**Work to be completed**
Continue the article on women's international cricket in 2016, starting after its final sentence.

**Text passage**

- - -

In 2015, India Women played a pitiful eight international matches across formats. All against New Zealand. In 2016, they were busy all year round: They bookended their year with travels to Australia, where they had a historic T20I series win, and Thailand, between which they hosted Sri Lanka and West Indies, and played the Women’s World T20 at home. They featured in 26 international games, and would have played at least three more if the BCCI hadn’t decided to forfeit their ICC Championship series against Pakistan.

World over, there was nearly a 77% increase in the number of international matches from last year. Most heartening was the number of One-Day Internationals played, even though it was a non-World Cup year.

Limited-overs women’s internationals played

More women's internationals were played in 2016 than in the last few years.

More women’s ODIs and T20Is were played in 2016 than in the last few years. 2016 and 2014 featured the World T20, while the World Cup was played in 2013.

The ICC Women’s Championship can take most credit for this. In its effort to assure the top eight teams of at least three ODIs against one another and bring context to bilateral clashes, it has been a success in its maiden iteration. But the boards of Australia, South Africa, New Zealand, West Indies and Ireland deserve acknowledgement for hosting more than the minimum matches asked of them.

The challenge for sides will be in maintaining this kind of calendar in 2017, outside of the World Cup in July and before the next Championship cycle kicks in. Will the boards, especially those of the top four sides who will not be kept occupied by the qualifier, ensure enough top-level game time for their best?

Match practice will be vital considering the growing gap between the top nations and the rest. There are only two players each from Pakistan and Sri Lanka in all of the top 20 charts for bowling and batting in ODIs and T20Is. The Asia Cup saw Thailand and Nepal struggle to put on anything in the neighbourhood of a competitive score.

Sixes hit per match in ODIs

Sixes hit per match in women's ODIs.

In 2016, 124 sixes were hit in ODIs, compared to 38 and 63 in the two years before.

Besides, like with so much cricket in the past decade, more players have the power and training and freedom to consistently find the boundary. But this has left some teams exposed. It isn’t that the principles of patient accumulation, dot-ball pressure and finding the gaps that have so often defined the women’s game have no place anymore, but teams will require a revaluation of their approach to building an innings and getting that game-changing impetus. More sixes were struck this year than in the past two combined. For example, where no England player had ever hit more than one six in an innings, six did so this year. And Deandra Dottin wasn’t the only one getting into double-figures for the year in terms of sixes hit.

- - -

**Supplied information**
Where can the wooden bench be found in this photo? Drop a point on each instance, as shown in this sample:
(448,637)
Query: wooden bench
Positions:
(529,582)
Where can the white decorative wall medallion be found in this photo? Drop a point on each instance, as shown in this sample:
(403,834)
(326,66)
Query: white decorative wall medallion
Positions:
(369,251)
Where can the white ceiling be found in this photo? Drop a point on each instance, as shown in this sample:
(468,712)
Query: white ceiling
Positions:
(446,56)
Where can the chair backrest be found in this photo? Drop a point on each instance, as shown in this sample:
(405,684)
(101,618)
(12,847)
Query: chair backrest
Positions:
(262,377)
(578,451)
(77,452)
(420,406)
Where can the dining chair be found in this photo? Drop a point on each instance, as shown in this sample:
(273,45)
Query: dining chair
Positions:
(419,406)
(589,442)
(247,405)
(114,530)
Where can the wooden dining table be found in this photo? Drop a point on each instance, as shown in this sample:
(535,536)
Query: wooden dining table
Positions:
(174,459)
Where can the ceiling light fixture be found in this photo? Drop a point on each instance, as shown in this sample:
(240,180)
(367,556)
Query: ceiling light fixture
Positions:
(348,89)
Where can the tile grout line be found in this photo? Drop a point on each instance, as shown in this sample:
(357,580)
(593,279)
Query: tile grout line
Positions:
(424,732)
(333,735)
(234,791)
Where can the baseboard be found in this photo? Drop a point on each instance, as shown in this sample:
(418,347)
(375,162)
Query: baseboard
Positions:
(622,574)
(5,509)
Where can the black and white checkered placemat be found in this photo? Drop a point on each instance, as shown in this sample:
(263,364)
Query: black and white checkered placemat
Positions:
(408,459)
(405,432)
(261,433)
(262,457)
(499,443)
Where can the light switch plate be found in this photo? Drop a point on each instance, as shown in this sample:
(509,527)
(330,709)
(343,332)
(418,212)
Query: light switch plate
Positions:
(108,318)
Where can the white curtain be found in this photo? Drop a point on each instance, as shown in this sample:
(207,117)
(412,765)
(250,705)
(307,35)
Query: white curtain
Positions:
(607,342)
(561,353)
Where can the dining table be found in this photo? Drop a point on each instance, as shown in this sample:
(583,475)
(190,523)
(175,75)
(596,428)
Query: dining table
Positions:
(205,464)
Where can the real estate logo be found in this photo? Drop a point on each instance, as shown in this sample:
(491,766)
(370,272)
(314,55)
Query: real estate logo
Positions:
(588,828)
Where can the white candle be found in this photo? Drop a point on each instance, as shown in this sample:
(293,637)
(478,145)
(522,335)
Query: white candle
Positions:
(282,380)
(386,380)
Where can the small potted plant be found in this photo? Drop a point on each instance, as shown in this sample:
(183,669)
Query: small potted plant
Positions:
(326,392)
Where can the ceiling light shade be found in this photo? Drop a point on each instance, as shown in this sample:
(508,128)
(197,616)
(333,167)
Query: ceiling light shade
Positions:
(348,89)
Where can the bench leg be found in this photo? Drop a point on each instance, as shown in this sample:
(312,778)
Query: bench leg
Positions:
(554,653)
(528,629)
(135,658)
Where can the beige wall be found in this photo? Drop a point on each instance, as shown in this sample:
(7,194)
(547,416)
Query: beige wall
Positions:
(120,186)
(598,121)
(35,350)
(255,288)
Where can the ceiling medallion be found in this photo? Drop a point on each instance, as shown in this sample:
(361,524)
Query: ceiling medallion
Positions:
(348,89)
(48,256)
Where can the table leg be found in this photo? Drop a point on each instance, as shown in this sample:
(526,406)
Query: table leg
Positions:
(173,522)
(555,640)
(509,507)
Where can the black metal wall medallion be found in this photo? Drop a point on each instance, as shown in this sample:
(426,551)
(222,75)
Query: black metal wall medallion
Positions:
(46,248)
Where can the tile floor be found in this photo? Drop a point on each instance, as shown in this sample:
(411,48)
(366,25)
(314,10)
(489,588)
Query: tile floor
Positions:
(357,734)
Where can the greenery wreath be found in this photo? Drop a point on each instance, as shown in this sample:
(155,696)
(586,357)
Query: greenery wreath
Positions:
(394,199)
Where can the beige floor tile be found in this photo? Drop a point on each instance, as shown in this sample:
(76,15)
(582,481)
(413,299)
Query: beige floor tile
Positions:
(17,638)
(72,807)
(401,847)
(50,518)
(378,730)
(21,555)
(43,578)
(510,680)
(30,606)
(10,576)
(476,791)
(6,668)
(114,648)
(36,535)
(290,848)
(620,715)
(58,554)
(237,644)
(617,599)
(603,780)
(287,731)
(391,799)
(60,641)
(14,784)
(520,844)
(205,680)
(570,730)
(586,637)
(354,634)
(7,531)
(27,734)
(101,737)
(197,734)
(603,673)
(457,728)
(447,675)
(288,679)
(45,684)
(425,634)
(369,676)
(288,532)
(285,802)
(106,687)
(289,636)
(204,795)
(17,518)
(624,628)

- - -

**Reply**
In India, the domestic tournaments were a reminder of just how much catching up needed to be done. Railways’ dominance showed few signs of easing up, though there were signs of a fight in the shortest format. Low-scoring games were the norm, and rain, which robbed teams of momentum in the 2016-17 season, didn’t help.

The maiden Under-23 tournaments were a success, with the likes of Deepti Sharma, Devika Vaidya and Meghana Sabbineni building on age-group performances and making the step up to the senior level. Waiting in the wings were Under-19s Jemimah Rodrigues (Mumbai), Anusha N (Andhra), Prathyusha C (Karnataka) and Tanushree Sarkar (Bengal). Rodrigues, who impressed last season, has three centuries across tournaments in the 2016-17 season so far and has done well for herself with the ball too. She featured prominently in Mumbai’s Under-19 Super League title win, with fifties in the semis and final against Uttar Pradesh. The promised, and much delayed, Under-16 tournament will be a welcome addition to the 2017 calendar.

The Indian board has lagged behind others in promoting the game in the media (the women’s team only just got their own Twitter account) and getting women’s matches on TV – or at least live-streamed into phones and computers. The next generation of cricketers may not have had the chance to be inspired by Taylor’s manic 51-ball 90 against India in Vijayawada this year, but they did get to see Harmanpreet Kaur set the WBBL alight. And at the dawn of another year, that will count for something.